# [Tasks to carry out]
1. In the Hologres compaction page below, translate this sentence into Spanish: "The compaction operation merges multiple data files into a large data file to improve the data write and read efficiency."
2. Turn the paragraph of the Hologres compaction page that begins "The data structure of the Hologres data write model" into a short bulleted list that keeps its main facts.

# [Supplied passage]

◇ ◇ ◇ ◇

All Products
Search
Document Center

Hologres:Compaction (beta)

Last Updated:Dec 29, 2023

After you import a large amount of data offline or perform a large number of DELETE or UPDATE operations, the data read and write performance may deteriorate due to data file fragmentation. In this case, you need to perform the compaction operation. The compaction operation merges multiple data files into a large data file to improve the data write and read efficiency. In the compaction, the data storage structure is reorganized. This topic describes how to perform compaction operations in Hologres.

Background information

The data structure of the Hologres data write model is similar to the log-structured merge-tree (LSM-tree). Data is written to storage in append-only mode. This data structure can change random write into sequential write. It is a write-oriented data structure that can effectively improve the write throughput. Compaction is required to merge the written data files into a larger data file.

◇ ◇ ◇ ◇

# [Supplied entries]
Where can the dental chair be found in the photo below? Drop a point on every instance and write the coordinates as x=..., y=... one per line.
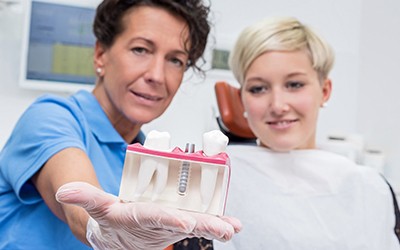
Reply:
x=231, y=120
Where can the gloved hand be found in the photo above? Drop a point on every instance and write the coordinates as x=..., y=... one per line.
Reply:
x=114, y=224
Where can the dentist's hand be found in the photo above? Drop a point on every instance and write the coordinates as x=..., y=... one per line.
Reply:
x=117, y=225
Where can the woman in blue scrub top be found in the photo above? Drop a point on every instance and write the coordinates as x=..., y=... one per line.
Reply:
x=142, y=50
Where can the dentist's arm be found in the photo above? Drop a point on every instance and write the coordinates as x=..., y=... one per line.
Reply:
x=118, y=225
x=112, y=223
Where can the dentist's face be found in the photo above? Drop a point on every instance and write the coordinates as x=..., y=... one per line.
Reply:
x=282, y=96
x=143, y=69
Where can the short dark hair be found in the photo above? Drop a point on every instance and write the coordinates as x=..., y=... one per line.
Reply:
x=108, y=22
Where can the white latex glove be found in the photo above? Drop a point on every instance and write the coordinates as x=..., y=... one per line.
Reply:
x=114, y=224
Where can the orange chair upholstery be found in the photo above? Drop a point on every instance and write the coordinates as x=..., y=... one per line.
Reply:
x=231, y=120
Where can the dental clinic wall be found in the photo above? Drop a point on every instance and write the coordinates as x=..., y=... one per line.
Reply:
x=364, y=35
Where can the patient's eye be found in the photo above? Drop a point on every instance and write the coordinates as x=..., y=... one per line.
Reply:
x=294, y=85
x=257, y=89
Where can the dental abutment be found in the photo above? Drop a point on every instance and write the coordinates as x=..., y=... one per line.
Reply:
x=214, y=142
x=149, y=165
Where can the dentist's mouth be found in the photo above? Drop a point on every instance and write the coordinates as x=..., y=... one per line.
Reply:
x=147, y=97
x=282, y=123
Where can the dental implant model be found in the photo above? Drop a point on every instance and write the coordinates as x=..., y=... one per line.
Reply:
x=191, y=180
x=214, y=142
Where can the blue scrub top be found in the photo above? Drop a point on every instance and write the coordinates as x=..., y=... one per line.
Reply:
x=49, y=125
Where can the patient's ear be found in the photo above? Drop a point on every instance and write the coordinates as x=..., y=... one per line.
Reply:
x=326, y=90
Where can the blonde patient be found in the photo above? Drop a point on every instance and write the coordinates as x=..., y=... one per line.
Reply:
x=287, y=193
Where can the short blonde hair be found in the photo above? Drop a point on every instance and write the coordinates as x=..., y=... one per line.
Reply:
x=279, y=34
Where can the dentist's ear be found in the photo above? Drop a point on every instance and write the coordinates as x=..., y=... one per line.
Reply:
x=326, y=92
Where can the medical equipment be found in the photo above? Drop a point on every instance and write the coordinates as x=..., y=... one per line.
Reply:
x=153, y=172
x=185, y=171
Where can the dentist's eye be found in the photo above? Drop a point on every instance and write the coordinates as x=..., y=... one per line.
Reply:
x=139, y=50
x=177, y=62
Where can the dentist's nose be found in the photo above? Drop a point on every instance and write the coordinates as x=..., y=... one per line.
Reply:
x=155, y=72
x=278, y=103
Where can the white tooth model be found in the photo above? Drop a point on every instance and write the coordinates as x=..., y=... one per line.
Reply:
x=153, y=173
x=214, y=142
x=150, y=165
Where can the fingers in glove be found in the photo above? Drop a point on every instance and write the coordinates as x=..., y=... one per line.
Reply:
x=213, y=227
x=157, y=216
x=84, y=195
x=237, y=225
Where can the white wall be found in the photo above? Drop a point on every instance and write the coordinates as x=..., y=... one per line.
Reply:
x=378, y=114
x=364, y=35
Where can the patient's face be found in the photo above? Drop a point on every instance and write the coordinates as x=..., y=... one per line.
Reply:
x=282, y=96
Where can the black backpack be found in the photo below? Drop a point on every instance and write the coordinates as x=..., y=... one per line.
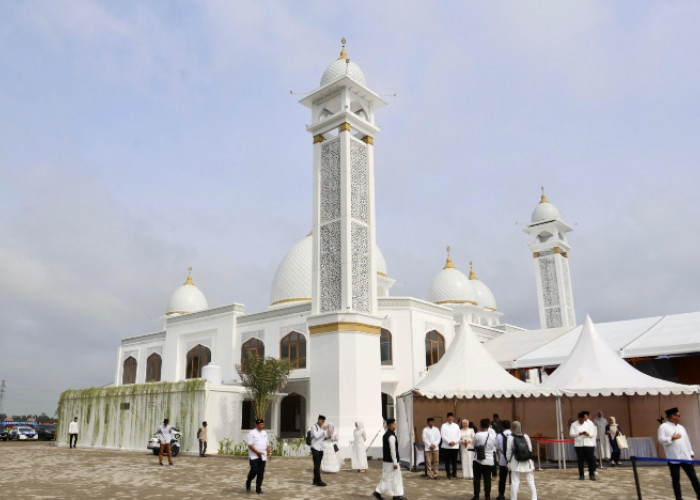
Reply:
x=520, y=450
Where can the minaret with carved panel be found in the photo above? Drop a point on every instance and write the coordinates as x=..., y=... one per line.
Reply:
x=550, y=251
x=344, y=329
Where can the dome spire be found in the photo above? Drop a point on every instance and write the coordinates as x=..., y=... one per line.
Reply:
x=472, y=274
x=343, y=53
x=448, y=262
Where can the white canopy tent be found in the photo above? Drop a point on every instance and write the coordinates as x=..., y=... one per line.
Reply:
x=593, y=369
x=469, y=382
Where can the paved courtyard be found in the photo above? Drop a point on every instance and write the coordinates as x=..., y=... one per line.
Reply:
x=42, y=470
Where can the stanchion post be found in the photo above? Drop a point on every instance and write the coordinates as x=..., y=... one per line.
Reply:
x=636, y=477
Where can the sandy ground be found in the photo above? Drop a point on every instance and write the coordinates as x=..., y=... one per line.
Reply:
x=42, y=470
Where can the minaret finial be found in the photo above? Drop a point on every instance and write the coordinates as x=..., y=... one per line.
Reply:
x=448, y=262
x=343, y=53
x=472, y=274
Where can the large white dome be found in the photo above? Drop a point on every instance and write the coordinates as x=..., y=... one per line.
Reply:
x=292, y=281
x=451, y=286
x=187, y=299
x=544, y=210
x=343, y=67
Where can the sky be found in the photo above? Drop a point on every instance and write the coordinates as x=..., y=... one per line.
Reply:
x=140, y=138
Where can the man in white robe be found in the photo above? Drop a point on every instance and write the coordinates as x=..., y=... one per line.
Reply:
x=391, y=482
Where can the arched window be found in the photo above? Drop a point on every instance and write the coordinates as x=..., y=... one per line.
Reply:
x=153, y=364
x=434, y=347
x=129, y=373
x=198, y=357
x=252, y=347
x=385, y=347
x=293, y=347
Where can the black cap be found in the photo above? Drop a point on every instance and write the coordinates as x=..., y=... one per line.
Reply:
x=671, y=411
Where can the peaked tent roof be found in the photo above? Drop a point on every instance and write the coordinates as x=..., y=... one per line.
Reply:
x=594, y=369
x=467, y=370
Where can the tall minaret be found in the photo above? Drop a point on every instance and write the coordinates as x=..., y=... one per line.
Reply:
x=344, y=361
x=551, y=253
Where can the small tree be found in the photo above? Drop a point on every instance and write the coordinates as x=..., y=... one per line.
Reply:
x=264, y=377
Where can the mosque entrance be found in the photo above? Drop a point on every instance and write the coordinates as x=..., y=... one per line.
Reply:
x=292, y=413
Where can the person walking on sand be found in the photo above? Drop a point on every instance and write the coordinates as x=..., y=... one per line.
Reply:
x=258, y=455
x=391, y=481
x=165, y=437
x=202, y=438
x=73, y=433
x=318, y=435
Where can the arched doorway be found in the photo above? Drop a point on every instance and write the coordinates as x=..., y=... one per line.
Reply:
x=292, y=416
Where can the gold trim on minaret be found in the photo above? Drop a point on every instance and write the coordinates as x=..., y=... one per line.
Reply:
x=472, y=274
x=343, y=53
x=448, y=262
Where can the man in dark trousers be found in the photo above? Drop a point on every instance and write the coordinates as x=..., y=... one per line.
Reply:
x=318, y=434
x=258, y=455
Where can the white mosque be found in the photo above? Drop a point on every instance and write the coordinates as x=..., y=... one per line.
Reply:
x=356, y=346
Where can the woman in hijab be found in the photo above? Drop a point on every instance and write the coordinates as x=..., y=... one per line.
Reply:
x=330, y=462
x=519, y=468
x=466, y=449
x=612, y=430
x=359, y=454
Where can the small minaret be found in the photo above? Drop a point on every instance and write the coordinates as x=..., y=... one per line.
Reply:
x=550, y=250
x=344, y=329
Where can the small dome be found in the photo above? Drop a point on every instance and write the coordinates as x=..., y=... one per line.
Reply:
x=544, y=210
x=484, y=296
x=451, y=286
x=187, y=299
x=292, y=281
x=343, y=67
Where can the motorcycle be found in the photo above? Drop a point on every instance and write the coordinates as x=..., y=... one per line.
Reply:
x=154, y=443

◇ ◇ ◇ ◇

# [Answer list]
1. La operación de compactación combina varios archivos de datos en un archivo de datos grande para mejorar la eficiencia de escritura y lectura de los datos.

2.
- The Hologres data write model uses a structure similar to the log-structured merge-tree (LSM-tree).
- Data is written to storage in append-only mode.
- This turns random writes into sequential writes.
- The structure is write-oriented and effectively improves write throughput.
- Compaction is required to merge the written data files into a larger data file.